──────── Document segment ────────

# CSE 312

## Lecture 1 - March 27

• We will cover probability, combinatorics, and some applications
• It helps with algo analysis
• It is a building block for probability
• A set’s cardinality (size) is the number of distinct elements in it
• Sum Rule: if we want to choose an element between two sets with no overlapping elements, we have the sum of the cardinalities number of options
• Product Rule: when we have a sequential process of choosing elements, the number of possibilities is the sum of the number of options at each step
• This is equal to the size of the Cartesian Product of the sets
• Note that is works independent of which are the elements being chosen from, as long as the number of options is always the same at a step
• What is the size of the power set of $S$?
• $2^{\mid S \mid}$
• Like the product rule, as each element can be in or out of a subset

## Lecture 2 - March 29

• When parsing HW problems, look out for “sequence” and “distinct”
• Remember $0! = 1$
• K Permutation:
• The number of $k$ element sequences of distinct symbols from a universe of $n$ symbols is: $P(n, k) = n (n - 1) \dots (n - k + 1) = \frac{n!}{(n - k)!}$
• Said as “P n K”, “n permute k”, or “n pick k”
• Permutation vs subsets: does order matter?
• K Combination:
• The number of $k$ element subsets from a set of $n$ symbols is: $C(n, k) = \frac{P(n, k)}{k!} = \frac{n!}{k!(n - k)!}$
• Said as “n choose k” typically
• Also written as: $\binom{n}{k}$
• We can think of this as finding the number where ordering matters, then dividing by the number of possible orders for each subset
• We can go back and forth from combinations to permutations by dividing and multiplying by the number of possible orders within a subset (typically $\mid S \mid$)

──────── Stored records ────────

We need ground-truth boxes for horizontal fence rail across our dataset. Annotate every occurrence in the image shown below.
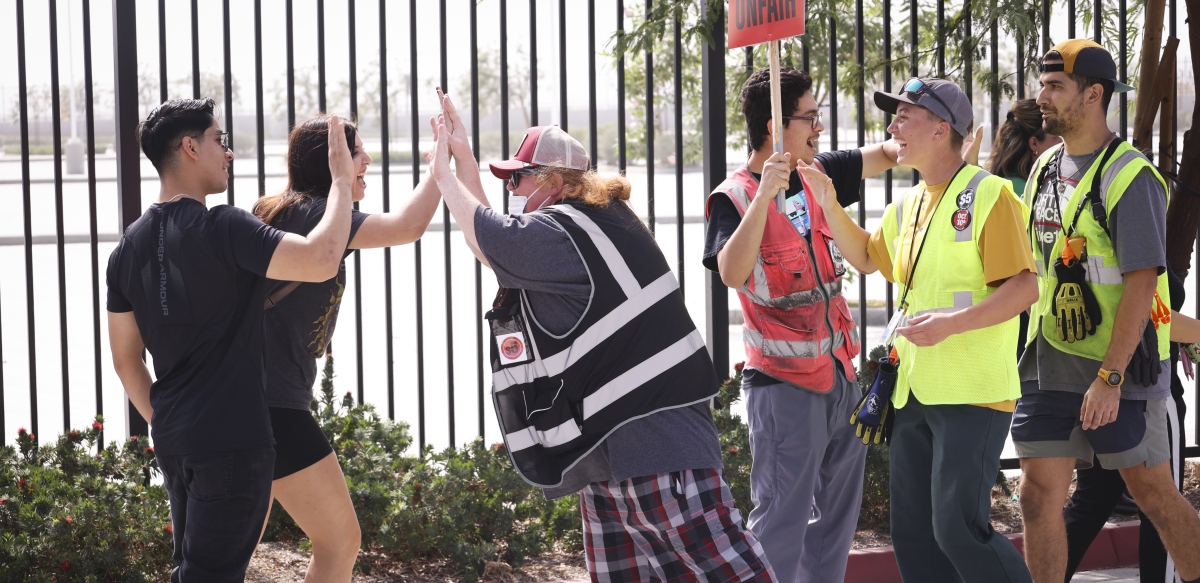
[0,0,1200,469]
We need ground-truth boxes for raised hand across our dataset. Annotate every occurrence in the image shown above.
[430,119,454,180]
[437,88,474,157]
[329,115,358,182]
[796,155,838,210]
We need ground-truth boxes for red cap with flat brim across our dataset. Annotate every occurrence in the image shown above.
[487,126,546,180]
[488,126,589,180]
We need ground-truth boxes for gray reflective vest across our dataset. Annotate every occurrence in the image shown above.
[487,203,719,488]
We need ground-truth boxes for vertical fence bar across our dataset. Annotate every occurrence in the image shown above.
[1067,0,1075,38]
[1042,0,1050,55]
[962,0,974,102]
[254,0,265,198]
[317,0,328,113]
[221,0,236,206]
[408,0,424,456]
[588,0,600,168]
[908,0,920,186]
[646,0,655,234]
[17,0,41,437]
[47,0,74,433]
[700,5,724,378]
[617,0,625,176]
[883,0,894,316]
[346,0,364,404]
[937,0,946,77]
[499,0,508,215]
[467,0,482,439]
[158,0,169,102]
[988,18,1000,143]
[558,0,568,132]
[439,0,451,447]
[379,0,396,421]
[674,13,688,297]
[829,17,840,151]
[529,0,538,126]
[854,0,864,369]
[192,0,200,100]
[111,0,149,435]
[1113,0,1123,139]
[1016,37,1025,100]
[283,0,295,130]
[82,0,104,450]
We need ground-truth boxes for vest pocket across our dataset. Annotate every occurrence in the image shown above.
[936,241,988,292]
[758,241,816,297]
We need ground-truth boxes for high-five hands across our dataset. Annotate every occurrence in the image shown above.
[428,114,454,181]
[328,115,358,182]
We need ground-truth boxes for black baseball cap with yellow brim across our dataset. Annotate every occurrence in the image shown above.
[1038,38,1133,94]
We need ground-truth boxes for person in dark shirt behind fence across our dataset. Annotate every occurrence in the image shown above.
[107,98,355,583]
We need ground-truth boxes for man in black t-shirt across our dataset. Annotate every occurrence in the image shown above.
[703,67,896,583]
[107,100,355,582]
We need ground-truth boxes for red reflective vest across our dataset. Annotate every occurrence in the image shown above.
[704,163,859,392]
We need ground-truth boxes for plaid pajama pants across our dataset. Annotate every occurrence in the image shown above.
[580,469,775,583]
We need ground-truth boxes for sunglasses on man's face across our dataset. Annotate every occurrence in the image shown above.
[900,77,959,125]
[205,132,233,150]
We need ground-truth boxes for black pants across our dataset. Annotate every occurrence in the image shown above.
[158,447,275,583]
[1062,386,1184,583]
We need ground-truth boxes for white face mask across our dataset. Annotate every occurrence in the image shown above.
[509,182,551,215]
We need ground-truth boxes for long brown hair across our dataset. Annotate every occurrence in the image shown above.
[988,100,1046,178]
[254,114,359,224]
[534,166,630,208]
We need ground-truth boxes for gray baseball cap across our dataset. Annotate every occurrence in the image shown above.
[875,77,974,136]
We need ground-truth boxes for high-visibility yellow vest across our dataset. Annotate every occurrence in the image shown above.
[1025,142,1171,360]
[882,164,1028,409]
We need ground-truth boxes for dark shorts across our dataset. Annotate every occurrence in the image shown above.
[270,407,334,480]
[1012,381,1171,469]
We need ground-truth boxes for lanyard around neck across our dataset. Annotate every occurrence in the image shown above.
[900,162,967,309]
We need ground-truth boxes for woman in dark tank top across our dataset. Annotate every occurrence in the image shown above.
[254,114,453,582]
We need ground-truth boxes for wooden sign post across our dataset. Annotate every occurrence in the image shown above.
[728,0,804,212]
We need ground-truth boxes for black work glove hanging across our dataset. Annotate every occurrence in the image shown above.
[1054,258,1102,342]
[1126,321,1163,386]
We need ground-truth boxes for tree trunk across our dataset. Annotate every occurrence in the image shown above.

────────
──────── Stored records ────────

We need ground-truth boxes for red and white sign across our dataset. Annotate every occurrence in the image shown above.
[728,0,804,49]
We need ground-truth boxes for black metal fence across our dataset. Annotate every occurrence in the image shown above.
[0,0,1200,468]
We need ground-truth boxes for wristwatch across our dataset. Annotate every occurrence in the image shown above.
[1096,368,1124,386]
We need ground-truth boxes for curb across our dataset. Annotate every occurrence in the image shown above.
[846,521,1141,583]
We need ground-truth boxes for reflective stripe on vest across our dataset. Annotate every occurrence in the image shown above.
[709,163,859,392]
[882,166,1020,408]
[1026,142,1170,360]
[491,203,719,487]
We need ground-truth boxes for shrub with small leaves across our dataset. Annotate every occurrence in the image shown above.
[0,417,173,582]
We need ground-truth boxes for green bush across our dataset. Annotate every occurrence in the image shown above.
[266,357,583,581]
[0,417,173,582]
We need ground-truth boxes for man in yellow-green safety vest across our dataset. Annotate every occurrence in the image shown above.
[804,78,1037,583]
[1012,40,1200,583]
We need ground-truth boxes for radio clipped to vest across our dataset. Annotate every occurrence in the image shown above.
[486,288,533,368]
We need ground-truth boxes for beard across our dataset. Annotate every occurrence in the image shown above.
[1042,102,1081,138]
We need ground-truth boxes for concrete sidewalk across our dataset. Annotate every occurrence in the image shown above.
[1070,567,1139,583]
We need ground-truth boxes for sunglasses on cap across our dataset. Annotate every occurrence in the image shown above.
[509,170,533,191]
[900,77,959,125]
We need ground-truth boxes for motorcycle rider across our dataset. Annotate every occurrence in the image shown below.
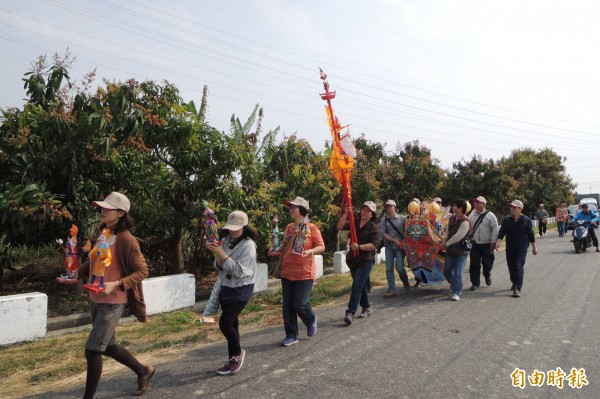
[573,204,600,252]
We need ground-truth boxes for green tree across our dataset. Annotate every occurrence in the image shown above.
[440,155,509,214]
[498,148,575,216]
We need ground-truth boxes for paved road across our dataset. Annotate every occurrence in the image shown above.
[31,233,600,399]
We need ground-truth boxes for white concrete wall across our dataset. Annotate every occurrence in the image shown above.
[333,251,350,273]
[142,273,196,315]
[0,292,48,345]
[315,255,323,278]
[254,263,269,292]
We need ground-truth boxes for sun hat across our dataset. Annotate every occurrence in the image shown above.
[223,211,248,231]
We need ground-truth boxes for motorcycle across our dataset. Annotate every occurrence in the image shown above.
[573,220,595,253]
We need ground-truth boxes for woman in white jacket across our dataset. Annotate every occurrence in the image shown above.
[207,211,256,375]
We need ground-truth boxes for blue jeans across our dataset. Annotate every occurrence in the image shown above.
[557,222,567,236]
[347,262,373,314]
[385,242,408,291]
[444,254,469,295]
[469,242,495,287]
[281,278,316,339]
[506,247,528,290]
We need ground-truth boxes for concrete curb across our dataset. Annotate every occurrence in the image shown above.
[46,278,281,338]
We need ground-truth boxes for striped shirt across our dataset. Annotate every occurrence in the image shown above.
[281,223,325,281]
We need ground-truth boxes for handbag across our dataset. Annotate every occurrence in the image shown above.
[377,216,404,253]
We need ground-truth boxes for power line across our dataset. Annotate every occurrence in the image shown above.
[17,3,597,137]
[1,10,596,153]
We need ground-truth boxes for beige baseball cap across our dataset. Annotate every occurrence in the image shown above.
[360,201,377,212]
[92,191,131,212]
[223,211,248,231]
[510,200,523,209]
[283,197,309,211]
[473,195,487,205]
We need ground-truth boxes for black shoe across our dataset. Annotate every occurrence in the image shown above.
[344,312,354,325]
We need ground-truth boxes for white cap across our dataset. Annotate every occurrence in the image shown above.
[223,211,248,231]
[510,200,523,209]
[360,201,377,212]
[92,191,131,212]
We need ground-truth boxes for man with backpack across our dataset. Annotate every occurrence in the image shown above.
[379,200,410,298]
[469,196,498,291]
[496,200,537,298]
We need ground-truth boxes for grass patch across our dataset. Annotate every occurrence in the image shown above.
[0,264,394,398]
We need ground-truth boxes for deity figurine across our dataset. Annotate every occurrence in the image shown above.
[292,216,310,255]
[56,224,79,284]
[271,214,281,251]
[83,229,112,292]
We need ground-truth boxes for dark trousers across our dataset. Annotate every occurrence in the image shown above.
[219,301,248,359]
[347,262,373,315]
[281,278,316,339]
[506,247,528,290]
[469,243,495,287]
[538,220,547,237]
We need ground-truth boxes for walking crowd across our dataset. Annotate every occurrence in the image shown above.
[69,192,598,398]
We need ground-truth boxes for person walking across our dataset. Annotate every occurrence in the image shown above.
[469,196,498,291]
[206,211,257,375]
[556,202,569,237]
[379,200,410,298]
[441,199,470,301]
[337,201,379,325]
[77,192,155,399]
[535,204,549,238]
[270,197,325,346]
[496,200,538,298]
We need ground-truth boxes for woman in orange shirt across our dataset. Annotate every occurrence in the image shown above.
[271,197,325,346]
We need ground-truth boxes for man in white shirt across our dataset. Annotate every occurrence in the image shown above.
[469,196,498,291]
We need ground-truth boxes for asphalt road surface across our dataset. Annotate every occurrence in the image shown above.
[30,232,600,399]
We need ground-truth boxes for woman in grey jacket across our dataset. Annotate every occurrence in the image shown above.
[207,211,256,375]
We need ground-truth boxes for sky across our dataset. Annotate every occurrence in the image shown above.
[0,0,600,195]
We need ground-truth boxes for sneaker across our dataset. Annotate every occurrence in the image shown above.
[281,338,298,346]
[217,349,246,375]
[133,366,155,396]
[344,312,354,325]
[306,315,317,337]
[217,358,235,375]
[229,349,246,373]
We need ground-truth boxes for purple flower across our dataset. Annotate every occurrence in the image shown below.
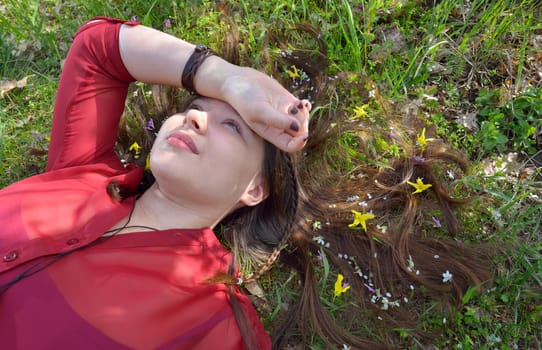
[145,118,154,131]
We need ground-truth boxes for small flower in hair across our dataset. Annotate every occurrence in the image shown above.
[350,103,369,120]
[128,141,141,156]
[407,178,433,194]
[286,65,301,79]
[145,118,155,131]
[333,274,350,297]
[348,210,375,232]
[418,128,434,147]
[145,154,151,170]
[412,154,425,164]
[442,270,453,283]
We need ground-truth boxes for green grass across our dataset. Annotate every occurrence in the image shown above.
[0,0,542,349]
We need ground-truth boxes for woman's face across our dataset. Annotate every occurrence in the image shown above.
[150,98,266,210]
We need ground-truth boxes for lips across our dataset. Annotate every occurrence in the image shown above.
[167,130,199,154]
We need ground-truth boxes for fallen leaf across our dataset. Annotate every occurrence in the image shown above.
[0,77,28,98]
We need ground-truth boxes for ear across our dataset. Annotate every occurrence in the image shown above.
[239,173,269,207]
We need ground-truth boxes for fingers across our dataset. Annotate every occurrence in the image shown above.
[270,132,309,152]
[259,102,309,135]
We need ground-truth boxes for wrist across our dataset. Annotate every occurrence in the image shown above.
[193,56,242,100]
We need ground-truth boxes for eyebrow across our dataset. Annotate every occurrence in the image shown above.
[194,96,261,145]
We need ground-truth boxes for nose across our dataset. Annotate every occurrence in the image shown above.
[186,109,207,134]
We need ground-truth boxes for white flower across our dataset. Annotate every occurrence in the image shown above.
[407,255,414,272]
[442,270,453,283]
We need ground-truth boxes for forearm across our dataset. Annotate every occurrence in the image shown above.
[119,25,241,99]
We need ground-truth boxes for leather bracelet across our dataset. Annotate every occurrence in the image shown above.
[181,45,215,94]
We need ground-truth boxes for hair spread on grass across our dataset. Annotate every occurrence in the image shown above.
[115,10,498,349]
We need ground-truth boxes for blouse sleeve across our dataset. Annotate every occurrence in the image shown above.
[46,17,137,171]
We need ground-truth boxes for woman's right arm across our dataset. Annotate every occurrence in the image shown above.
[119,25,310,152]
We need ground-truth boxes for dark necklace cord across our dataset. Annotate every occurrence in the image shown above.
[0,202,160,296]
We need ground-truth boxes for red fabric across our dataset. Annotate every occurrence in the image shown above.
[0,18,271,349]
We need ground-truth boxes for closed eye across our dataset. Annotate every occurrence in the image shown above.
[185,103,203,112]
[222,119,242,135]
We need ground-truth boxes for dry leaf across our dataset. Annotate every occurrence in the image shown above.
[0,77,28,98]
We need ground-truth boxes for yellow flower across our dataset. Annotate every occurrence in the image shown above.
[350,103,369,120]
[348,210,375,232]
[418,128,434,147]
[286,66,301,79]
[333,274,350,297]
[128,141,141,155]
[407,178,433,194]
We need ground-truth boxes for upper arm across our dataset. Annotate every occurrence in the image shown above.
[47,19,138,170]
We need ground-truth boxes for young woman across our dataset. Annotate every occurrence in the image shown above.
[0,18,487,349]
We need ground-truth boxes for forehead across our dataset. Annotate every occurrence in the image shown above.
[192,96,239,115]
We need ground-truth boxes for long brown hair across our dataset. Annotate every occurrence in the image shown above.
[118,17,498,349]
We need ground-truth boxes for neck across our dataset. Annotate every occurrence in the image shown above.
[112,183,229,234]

────────

● Task requirements:
• a. According to the combinatorics lecture notes, which two words should you watch for when parsing homework problems?
• b. Resume the combinatorics lecture notes after their last line.

● Set of answers:
• a. "Sequence" and "distinct."

• b.
• Path counting is really just combinations
• Overcounting is cool! (We just have to correct for it)
• e.g. anagrams of “SEATTLE”, we find all permutations, then divide by the product of the factorials of the number of each element
• divide by $2! \cdot 2!$
• Complementary Counting:
• We count all the complements of a set (everything that wouldn’t be valid), then subtract that from the cardinality of the universe!

## Lecture 3 - April 1

• Multinomial coefficient: $\binom{c}{a, b} \equiv \frac{c!}{a! \cdot b!}$
• Counting two ways can be a good way to learn more and understand!
• Symmetry of combinations: $\binom{n}{k} = \binom{n}{n - k}$
• Can prove using algebra
• Can prove using the “team-picking” idea: choosing who is on a team also indirectly chooses who is not on a team, and vice-versa
• Pascal’s Rule: $\binom{n}{k} = \binom{n - 1}{k - 1} + \binom{n - 1}{k}$
• Again, we can prove using algebra
• We can also prove using the idea of the summation of all teams that I’m on and teams that I’m not on
• “Focus on one element”
• Binomial Theorem: $(x + y)^n = \sum_{i = 0}^{n} \binom{n}{i} x^i y^{n-i}$
• We have $xy$’s and $\binom{n}{i}$ determines how many there are
• Useful when we need to plug in specific numbers for x and y
• Principle of Inclusion-Exclusion: when we are trying to get the size of a set which is the OR of multiple conditions, we can take the size of the union of the sets which satisfy at least one condition
• Sum rule for non-disjoint sets: $\mid A \cup B \mid = \mid A \mid + \mid B \mid - \mid A \cap B \mid$
• Sum rule for three non-disjoint sets follows similar logic, subtracting the intersection of each pair of sets, then adding the intersection of all sets
• Typically only use for two or three conditions (maybe four)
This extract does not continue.